Exercise details: From top to bottom, each entry below must be reproduced exactly.

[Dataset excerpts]

++++++

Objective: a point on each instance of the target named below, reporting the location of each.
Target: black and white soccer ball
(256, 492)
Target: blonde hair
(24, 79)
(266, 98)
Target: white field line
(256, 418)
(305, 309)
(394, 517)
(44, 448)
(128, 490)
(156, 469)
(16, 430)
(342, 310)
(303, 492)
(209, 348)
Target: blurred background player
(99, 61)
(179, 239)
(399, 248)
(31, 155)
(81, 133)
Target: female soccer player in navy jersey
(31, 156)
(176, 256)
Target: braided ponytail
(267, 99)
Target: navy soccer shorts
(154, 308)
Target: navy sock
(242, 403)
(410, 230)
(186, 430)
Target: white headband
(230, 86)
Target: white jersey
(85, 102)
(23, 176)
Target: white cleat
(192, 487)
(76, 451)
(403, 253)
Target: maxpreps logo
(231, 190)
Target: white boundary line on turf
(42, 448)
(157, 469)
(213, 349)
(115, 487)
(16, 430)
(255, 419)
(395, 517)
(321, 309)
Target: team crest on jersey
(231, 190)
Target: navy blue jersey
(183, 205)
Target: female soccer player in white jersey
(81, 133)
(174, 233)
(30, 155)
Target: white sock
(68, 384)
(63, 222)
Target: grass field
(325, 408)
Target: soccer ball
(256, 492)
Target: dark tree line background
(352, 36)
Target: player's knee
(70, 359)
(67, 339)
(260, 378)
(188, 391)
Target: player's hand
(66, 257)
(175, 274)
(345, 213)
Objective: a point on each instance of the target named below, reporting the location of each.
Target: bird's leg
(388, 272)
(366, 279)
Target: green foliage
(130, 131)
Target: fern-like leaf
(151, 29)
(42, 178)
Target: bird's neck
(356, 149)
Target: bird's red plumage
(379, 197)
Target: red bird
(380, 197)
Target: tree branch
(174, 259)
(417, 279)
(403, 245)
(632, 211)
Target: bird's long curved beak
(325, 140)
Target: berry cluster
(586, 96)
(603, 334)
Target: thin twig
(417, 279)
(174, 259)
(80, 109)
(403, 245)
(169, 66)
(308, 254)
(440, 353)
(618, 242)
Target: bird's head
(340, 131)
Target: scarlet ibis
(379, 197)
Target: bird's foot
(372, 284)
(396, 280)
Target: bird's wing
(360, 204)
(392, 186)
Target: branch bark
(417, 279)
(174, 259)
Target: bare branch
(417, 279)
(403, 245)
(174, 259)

++++++

Task output:
Objective: a point on each instance of the target named below, reporting the location of each.
Target: black and white soccer ball
(256, 492)
Target: blonde hair
(24, 79)
(266, 98)
Target: white field line
(256, 418)
(305, 309)
(394, 517)
(44, 448)
(128, 490)
(156, 469)
(16, 430)
(342, 310)
(303, 492)
(209, 348)
Target: blurred background player
(99, 61)
(179, 239)
(399, 248)
(31, 155)
(81, 133)
Target: female soccer player in navy jersey
(31, 156)
(176, 256)
Target: braided ponytail
(267, 99)
Target: navy soccer shorts
(154, 308)
Target: navy sock
(242, 403)
(410, 230)
(186, 430)
Target: white headband
(230, 86)
Target: white jersey
(85, 102)
(23, 176)
Target: white cleat
(192, 487)
(76, 451)
(403, 253)
Target: maxpreps logo
(231, 190)
Target: white boundary line on turf
(42, 448)
(157, 469)
(213, 349)
(115, 487)
(16, 430)
(255, 419)
(395, 517)
(321, 309)
Target: team crest on jersey
(231, 190)
Target: navy blue jersey
(183, 205)
Target: female soccer player in white jersey
(81, 133)
(174, 233)
(30, 155)
Target: white sock
(68, 384)
(63, 222)
Target: grass field
(325, 408)
Target: soccer ball
(256, 492)
Target: dark tree line background
(352, 36)
Target: player's knee
(70, 359)
(67, 339)
(260, 378)
(188, 391)
Target: player's hand
(66, 257)
(175, 274)
(345, 213)
Objective: a point on each instance of the target named below, reporting the location of each.
Target: bird's leg
(388, 272)
(366, 279)
Target: green foliage
(130, 131)
Target: fern-like leaf
(151, 29)
(42, 178)
Target: bird's neck
(356, 149)
Target: bird's red plumage
(379, 197)
Target: red bird
(380, 197)
Target: tree branch
(174, 259)
(417, 279)
(403, 245)
(632, 211)
Target: bird's long curved beak
(325, 140)
Target: berry cluster
(586, 96)
(603, 334)
Target: thin twig
(417, 279)
(174, 259)
(80, 109)
(403, 245)
(169, 66)
(308, 254)
(440, 353)
(618, 242)
Target: bird's head
(340, 131)
Target: scarlet ibis
(379, 197)
Target: bird's foot
(372, 284)
(396, 280)
Target: bird's wing
(360, 204)
(392, 186)
Target: branch bark
(417, 279)
(174, 259)
Target: bare branch
(417, 279)
(403, 245)
(174, 259)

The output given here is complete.